» **PAGE**:
--- --- ---

It is not inconceivable that the recourse to narrative is inevitable, at least to the extent that the language game of science desires its statements to be true but does not have the resources to legitimate their truth on its own. If this is the case, it is necessary to admit an irreducible need for history understood, as outlined above—not as a need to remember or to project (a need for historicity, for accent), but on the contrary as a need to forget[.] (Lyotard, 1986, p. 28)

Science is then left in a precarious position—since its de facto legitimacy is dependent on structures it cannot explicitly acknowledge, if these structures are undermined then it will have no way to respond to the erosion of its own legitimacy.

It is, of course, understandable that both capitalist renewal and prosperity and the disorienting upsurge of technology would have an impact on the status of knowledge. But in order to understand how contemporary science could have been susceptible to those effects long before they took place, we must first locate the seeds of “delegitimation” and nihilism that were inherent in the grand narratives of the nineteenth century. (Lyotard, 1986, p. 38)

Here Lyotard locates primary blame for the erosion of scientific legitimacy not in capitalism, but in currents of 19th century thought which began to apply scientific questioning to its own foundations. Though most did so with the specific aim of providing that grounding legitimacy, they ultimately opened the door to its delegitimation.

If this “delegitimation” is pursued in the slightest and if its scope is widened […] the road is then open for an important current of postmodernity: science plays its own game; it is incapable of legitimating the other language games. The game of prescription, for example, escapes it. But above all, it is incapable of legitimating itself, as speculation assumed it could. (Lyotard, 1986, p. 40)

This inability of science to legitimate itself represents a certain vulnerability, allowing it to become subsumed under a new language game that accompanies the rise of post-war capitalism.

Efficiency and Power: the Performance Principle

As various aspects of cultural production become marketised in the post-war era, the truth principle becomes subordinate to the profit principle, and profitability is dependent on the capacity to produce effects.

--- --- ---

» **DATA PROVIDED**:
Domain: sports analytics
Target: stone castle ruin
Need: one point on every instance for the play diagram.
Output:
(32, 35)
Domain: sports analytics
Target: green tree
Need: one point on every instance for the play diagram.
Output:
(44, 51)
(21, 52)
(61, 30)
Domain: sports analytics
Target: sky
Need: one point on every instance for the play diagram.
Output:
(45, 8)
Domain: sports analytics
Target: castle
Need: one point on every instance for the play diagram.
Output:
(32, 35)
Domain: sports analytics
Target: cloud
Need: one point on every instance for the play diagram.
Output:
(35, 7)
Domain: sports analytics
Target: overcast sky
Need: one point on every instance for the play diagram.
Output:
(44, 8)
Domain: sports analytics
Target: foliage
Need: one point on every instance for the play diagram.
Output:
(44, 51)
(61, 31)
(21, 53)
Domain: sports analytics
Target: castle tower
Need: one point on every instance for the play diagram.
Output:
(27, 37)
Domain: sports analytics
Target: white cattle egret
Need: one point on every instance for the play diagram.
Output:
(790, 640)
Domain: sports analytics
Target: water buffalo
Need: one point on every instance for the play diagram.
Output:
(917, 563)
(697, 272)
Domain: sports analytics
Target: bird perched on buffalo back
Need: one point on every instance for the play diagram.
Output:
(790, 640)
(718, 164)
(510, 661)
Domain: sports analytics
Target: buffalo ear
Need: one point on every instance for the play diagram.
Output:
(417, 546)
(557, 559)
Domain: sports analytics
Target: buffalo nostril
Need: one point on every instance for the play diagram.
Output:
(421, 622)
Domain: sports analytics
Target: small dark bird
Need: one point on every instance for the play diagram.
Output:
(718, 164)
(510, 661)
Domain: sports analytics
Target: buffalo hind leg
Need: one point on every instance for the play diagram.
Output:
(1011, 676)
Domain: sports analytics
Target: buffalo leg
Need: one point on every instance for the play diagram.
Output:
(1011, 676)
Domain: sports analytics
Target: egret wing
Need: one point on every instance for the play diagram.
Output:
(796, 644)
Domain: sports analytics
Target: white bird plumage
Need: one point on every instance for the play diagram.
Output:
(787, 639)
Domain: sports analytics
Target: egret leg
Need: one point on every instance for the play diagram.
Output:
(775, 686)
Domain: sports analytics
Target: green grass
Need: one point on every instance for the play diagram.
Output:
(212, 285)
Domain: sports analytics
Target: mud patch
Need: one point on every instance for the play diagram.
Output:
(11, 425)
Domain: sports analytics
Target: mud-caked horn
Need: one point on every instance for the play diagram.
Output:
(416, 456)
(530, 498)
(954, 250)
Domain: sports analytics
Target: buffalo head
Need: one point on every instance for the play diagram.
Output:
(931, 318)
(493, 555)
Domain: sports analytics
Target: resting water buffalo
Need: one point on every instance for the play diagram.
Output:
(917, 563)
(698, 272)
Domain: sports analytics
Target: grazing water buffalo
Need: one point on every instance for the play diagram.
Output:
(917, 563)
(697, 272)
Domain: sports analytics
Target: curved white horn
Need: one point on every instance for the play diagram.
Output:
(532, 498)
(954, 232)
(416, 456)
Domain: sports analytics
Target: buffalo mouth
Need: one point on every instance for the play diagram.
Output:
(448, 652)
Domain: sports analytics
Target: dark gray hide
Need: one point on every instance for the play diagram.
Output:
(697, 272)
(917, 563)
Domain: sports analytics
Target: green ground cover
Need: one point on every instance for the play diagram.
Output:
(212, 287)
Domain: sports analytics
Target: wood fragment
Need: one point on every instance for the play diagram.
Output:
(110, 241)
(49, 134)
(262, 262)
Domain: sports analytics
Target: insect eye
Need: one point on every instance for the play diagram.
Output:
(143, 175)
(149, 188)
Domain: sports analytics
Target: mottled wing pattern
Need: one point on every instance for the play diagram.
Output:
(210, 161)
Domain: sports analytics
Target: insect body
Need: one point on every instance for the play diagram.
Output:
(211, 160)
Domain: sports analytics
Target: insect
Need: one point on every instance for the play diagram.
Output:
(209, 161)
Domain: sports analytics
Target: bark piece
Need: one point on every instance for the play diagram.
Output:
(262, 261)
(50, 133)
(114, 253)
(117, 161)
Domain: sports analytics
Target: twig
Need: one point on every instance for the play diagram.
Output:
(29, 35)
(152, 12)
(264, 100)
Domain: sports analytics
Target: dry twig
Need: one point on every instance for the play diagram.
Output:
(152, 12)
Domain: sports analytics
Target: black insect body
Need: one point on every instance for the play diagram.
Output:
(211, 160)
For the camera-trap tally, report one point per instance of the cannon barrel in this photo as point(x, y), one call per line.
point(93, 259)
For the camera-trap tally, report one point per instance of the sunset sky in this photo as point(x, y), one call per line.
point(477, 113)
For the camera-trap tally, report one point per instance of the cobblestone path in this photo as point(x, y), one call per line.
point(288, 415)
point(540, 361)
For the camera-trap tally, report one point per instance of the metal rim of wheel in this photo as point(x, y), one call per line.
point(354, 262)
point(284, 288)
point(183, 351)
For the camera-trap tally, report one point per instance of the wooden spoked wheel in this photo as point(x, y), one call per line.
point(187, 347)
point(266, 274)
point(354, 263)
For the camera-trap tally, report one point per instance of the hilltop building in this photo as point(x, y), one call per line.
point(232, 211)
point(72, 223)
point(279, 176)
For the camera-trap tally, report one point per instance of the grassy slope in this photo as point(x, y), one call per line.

--- --- ---

» **GOAL**:
Answer these questions from the text on scientific legitimacy.
(a) Where, according to the text, does Lyotard place primary blame for the erosion of scientific legitimacy?
(b) In the quotation from page 40, which language game is given as an example of one that escapes science?
(c) In the post-war era, to what principle does the truth principle become subordinate?
The listing has no role in this exercise.

» **OUTPUT OF THE EXERCISE**:
(a) Not in capitalism, but in currents of 19th century thought that began to apply scientific questioning to its own foundations.
(b) The game of prescription.
(c) The profit principle.